::: REGISTROS DISPONÍVEIS

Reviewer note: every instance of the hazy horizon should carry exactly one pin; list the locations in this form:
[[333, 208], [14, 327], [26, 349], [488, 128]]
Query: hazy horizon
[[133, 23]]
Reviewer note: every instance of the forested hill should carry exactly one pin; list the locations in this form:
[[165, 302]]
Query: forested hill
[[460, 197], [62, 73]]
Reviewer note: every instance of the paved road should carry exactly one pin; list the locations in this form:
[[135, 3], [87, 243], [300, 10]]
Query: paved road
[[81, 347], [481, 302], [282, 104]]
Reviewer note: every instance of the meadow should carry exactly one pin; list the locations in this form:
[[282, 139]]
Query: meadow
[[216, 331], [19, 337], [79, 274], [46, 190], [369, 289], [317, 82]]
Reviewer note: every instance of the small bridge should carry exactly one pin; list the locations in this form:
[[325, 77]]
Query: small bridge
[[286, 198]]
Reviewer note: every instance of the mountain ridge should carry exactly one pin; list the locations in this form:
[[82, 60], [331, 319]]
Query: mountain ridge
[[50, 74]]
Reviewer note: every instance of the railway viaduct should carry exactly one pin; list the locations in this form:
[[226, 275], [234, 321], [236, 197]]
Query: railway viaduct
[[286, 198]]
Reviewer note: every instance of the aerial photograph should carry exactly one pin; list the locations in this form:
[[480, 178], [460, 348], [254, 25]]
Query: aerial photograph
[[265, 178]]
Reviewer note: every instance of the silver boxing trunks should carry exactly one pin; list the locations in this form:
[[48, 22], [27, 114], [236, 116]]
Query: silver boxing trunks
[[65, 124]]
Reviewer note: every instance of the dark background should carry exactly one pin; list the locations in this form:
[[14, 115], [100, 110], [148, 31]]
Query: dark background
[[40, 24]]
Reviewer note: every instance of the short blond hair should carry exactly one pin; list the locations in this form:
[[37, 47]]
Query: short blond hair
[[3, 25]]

::::::

- DETALHES DO PROBLEMA -
Repita todos os registros acima, do primeiro ao último, sem alterar nada.

- SOLUÇÃO DO EXERCÍCIO -
Reviewer note: every instance of the hazy horizon should carry exactly one pin; list the locations in this form:
[[333, 208], [14, 327], [26, 349], [488, 128]]
Query: hazy horizon
[[133, 23]]
Reviewer note: every instance of the forested hill should carry exactly one pin; list the locations in this form:
[[165, 302]]
Query: forested hill
[[460, 197], [62, 73]]
Reviewer note: every instance of the paved road should carry exactly one pin; list the locations in this form:
[[135, 3], [87, 243], [300, 10]]
Query: paved road
[[81, 347], [481, 302], [282, 104]]
Reviewer note: every instance of the meadow should carry exactly one pin; list the locations in this form:
[[282, 139]]
Query: meadow
[[216, 331], [19, 337], [79, 274], [46, 190], [369, 289], [317, 82]]
Reviewer note: every instance of the small bridge should carry exactly one pin; list the locations in this form:
[[325, 77]]
Query: small bridge
[[286, 198]]
Reviewer note: every instance of the mountain ridge should carry exactly one pin; list the locations in this form:
[[82, 60], [331, 319]]
Query: mountain ridge
[[50, 74]]
Reviewer note: every instance of the railway viaduct should carry exactly one pin; list the locations in this form:
[[226, 275], [234, 321], [236, 197]]
Query: railway viaduct
[[286, 198]]
Reviewer note: every instance of the aerial photograph should carry exactly one pin; list the locations in this form:
[[480, 178], [460, 348], [254, 25]]
Query: aerial photograph
[[265, 178]]
Reviewer note: every instance of the silver boxing trunks should carry exactly one pin; list the locations in this form:
[[48, 22], [27, 114], [236, 116]]
Query: silver boxing trunks
[[65, 124]]
Reviewer note: every instance of the dark background should carry exactly one pin; list the locations in this form:
[[14, 115], [100, 110], [148, 31]]
Query: dark background
[[40, 24]]
Reviewer note: every instance of the short blond hair should carry exactly one pin; list the locations in this form:
[[37, 47]]
Query: short blond hair
[[3, 25]]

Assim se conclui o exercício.